**Written exercise 1**
Answer these questions about the book review, one answer per line, marked the same way:
(a) Which series by Jen Calonita does the review recommend to readers who want more fairytale action?
(b) Whom does Mother Goose say she had a "fling" with?
(c) What did the fairies change the Enchantress's original curse into?

**Quoted text**
* * * * *

Readers searching for a funny yet intricate fantasy about the characters from their favorite bedtime stories will find what they’re looking for in The Land of Stories Series. However, there are some scenes that may disturb sensitive readers. Despite this, The Enchantress Returns is an engaging book that teaches important lessons about forgiveness and compassion. Readers who want more fairytale action can jump into an intriguing world where famous villains such as Cinderella’s stepmother and the Big Bad Wolf have changed their ways and become good in the Fairy Tale Reform School Series by Jen Calonita. 

Sexual Content 

  • A kiss wakes Sleeping Beauty. 
  • Sleeping Beauty’s husband kisses her hand.  
  • Alex is in the library secretly looking at books. When Conner finds Alex, he says, that he is also reading, but “I didn’t try to get to first base with any of [the books].”  
  • Mother Goose says she had a “fling” with Leonardo da Vinci. 
  • While drinking, Mother Goose admits, “I haven’t had this much fun since I was so very young – and used to rub-a-dub-dub with the three men in the tub!” 
  • Jack and Goldilocks kiss once. 
  • Red kisses Froggy. “She pulled [Froggy] closer and kissed his slimy green lips.” She also kisses him later “repeatedly all over his big frog head.” 
  • The twins’ mom kisses her boyfriend. 

Violence 

  • Originally, the Enchantress cursed Sleeping Beauty and her entire kingdom to die after pricking her finger on the spinning wheel, but the curse was reformed by the fairies so that everyone fell asleep instead. 
  • The Enchantress causes a thornbush to grow over Sleeping Beauty’s kingdom. “Scattered all across the castle grounds, [Sleeping Beauty] saw soldiers and servants fighting off the rogue thornbushes and vines growing around them. The plants grew straight out of the ground and attacked them, like serpents wrapping around their prey. The vines crept up the sides of the castle, breaking through the windows and pulling people out, dangling them hundreds of feet in the air… [Sleeping Beauty] saw villagers fall victim to the leafy monsters.”

* * * * *

**Data provided**
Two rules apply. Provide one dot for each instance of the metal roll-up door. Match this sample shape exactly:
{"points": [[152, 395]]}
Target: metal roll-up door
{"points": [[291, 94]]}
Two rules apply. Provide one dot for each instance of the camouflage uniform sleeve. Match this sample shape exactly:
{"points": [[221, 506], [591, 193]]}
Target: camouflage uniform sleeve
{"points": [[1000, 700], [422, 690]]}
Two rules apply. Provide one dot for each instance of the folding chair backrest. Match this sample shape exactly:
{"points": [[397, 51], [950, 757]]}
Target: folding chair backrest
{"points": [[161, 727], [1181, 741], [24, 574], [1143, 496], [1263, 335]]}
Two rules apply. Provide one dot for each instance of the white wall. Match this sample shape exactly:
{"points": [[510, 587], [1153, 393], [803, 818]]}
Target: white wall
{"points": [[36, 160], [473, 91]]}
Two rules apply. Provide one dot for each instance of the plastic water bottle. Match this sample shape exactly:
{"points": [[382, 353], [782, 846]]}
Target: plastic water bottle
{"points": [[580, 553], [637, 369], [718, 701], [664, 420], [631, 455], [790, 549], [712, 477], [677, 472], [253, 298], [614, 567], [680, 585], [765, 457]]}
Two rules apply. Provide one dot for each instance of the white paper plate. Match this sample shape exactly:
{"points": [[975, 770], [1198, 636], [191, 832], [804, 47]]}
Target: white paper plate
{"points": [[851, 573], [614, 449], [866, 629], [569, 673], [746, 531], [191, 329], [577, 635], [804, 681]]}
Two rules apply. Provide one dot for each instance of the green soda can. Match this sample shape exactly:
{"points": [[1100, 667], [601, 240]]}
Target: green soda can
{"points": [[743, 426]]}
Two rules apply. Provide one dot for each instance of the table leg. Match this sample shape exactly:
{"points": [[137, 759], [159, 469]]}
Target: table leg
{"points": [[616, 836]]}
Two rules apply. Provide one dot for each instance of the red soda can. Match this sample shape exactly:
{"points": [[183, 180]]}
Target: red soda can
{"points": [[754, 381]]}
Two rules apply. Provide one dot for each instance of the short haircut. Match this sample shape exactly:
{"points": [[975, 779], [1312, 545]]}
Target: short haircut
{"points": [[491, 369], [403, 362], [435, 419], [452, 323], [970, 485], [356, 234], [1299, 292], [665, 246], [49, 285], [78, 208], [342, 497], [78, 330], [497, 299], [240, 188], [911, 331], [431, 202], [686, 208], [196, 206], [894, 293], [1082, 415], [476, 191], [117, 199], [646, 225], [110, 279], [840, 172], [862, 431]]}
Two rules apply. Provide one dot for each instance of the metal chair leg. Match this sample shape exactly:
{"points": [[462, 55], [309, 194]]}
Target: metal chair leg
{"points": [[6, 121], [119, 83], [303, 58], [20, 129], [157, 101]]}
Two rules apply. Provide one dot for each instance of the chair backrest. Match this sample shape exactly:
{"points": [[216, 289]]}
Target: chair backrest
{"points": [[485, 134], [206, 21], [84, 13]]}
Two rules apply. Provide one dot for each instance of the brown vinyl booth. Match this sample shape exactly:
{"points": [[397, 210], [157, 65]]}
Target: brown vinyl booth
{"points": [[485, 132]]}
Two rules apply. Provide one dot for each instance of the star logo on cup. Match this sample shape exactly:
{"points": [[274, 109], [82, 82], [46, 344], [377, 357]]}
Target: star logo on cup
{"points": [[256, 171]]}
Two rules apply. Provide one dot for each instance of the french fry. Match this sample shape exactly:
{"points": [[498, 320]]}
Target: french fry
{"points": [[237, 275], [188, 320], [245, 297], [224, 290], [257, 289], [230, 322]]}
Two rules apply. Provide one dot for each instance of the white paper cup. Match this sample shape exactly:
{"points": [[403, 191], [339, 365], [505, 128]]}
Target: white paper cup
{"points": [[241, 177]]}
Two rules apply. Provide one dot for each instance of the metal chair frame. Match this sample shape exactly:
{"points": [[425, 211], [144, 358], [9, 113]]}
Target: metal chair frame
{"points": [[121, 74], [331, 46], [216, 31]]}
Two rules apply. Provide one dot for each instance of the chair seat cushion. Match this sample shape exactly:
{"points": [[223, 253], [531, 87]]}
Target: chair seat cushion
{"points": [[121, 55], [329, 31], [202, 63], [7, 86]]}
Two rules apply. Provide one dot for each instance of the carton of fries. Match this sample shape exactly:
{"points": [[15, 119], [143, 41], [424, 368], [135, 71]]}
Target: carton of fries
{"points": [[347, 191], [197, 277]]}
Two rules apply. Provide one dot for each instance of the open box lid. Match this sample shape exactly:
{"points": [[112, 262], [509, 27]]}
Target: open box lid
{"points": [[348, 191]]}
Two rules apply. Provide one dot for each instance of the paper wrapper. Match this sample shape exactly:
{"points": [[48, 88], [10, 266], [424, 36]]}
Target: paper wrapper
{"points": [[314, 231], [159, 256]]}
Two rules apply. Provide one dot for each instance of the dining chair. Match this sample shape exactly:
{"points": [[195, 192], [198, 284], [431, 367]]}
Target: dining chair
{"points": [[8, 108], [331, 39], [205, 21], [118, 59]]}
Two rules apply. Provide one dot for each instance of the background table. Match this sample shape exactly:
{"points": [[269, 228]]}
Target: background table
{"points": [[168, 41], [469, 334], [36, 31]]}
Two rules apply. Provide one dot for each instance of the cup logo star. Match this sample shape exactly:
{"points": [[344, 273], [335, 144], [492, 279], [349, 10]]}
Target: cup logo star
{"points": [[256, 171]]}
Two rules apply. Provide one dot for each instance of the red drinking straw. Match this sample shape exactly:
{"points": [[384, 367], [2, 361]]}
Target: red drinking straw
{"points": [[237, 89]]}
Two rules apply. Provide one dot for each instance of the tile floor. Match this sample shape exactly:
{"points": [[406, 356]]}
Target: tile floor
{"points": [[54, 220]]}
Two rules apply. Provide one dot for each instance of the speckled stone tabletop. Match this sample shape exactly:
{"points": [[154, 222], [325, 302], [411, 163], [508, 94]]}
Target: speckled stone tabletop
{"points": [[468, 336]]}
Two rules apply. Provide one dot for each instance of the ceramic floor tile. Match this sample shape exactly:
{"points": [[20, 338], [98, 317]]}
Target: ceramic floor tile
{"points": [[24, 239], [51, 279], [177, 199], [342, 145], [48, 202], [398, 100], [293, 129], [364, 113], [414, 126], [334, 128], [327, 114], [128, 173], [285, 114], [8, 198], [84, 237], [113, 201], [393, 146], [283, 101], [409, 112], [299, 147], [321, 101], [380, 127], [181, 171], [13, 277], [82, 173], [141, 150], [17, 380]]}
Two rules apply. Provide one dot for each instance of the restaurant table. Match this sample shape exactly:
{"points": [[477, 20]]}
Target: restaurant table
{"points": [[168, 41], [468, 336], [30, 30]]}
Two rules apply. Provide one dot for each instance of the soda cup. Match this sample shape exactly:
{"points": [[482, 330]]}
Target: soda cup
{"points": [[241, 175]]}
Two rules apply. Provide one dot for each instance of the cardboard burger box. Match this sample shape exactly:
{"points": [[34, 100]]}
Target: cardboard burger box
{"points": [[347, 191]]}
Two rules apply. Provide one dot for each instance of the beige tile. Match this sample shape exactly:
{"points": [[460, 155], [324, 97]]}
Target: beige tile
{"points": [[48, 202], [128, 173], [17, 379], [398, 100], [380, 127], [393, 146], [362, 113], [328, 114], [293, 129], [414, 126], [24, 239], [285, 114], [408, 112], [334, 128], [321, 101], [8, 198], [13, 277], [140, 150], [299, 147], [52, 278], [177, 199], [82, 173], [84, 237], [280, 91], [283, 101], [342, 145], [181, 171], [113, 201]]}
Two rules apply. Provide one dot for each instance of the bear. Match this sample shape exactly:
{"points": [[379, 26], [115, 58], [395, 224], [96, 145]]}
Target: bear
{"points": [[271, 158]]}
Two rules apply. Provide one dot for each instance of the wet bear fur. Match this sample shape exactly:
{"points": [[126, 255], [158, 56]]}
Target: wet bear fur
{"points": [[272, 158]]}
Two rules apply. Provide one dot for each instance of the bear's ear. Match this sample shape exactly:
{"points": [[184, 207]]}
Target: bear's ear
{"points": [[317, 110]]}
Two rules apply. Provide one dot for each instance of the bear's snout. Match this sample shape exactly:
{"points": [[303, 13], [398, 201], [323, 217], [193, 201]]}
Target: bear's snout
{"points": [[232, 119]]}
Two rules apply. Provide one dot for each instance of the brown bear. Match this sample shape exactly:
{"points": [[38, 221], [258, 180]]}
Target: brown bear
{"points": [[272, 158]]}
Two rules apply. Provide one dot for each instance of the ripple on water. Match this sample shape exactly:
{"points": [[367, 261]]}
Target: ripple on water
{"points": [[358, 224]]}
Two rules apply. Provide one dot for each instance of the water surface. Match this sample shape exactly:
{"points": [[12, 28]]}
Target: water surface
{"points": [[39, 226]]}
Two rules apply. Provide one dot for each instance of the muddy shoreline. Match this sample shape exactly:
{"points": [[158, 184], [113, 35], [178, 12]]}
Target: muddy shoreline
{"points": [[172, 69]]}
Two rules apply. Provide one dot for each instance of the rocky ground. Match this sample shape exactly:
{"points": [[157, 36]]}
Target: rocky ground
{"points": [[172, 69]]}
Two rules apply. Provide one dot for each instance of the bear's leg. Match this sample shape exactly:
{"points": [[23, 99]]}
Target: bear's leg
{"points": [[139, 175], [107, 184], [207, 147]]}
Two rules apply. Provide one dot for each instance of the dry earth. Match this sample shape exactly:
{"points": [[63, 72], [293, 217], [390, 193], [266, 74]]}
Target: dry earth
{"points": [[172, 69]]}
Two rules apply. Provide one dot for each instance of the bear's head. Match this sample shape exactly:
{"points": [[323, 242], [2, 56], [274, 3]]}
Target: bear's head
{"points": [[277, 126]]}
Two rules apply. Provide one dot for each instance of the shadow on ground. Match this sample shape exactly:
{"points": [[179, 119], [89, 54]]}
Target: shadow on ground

* * * * *

**Written exercise 2**
Rewrite the listing from the line containing "of the ripple" through its final line, changing "sample shape" to "sample format" wherever it occurs and leaving everything else the same. Return only those lines.

**Complete output 1**
(a) The Fairy Tale Reform School Series.
(b) Leonardo da Vinci.
(c) Everyone in Sleeping Beauty's kingdom fell asleep instead of dying.

**Complete output 2**
Two rules apply. Provide one dot for each instance of the ripple on water. Match this sample format exactly:
{"points": [[367, 261]]}
Target: ripple on water
{"points": [[358, 224]]}
Two rules apply. Provide one dot for each instance of the water surface. Match this sample format exactly:
{"points": [[12, 28]]}
Target: water surface
{"points": [[39, 226]]}
Two rules apply. Provide one dot for each instance of the muddy shoreline. Match this sample format exactly:
{"points": [[158, 184], [113, 35], [178, 12]]}
Target: muddy shoreline
{"points": [[172, 69]]}
Two rules apply. Provide one dot for each instance of the rocky ground. Match this sample format exactly:
{"points": [[157, 36]]}
Target: rocky ground
{"points": [[172, 69]]}
Two rules apply. Provide one dot for each instance of the bear's leg. Match this sample format exactly:
{"points": [[23, 99]]}
Target: bear's leg
{"points": [[139, 175], [107, 184], [207, 147]]}
Two rules apply. Provide one dot for each instance of the dry earth. Match this sample format exactly:
{"points": [[63, 72], [293, 217], [390, 193], [266, 74]]}
Target: dry earth
{"points": [[172, 69]]}
Two rules apply. Provide one dot for each instance of the bear's head. Match this sample format exactly:
{"points": [[323, 242], [2, 56], [274, 3]]}
Target: bear's head
{"points": [[277, 126]]}
Two rules apply. Provide one dot for each instance of the shadow on ground. Match this sample format exactly:
{"points": [[179, 119], [89, 54]]}
Target: shadow on ground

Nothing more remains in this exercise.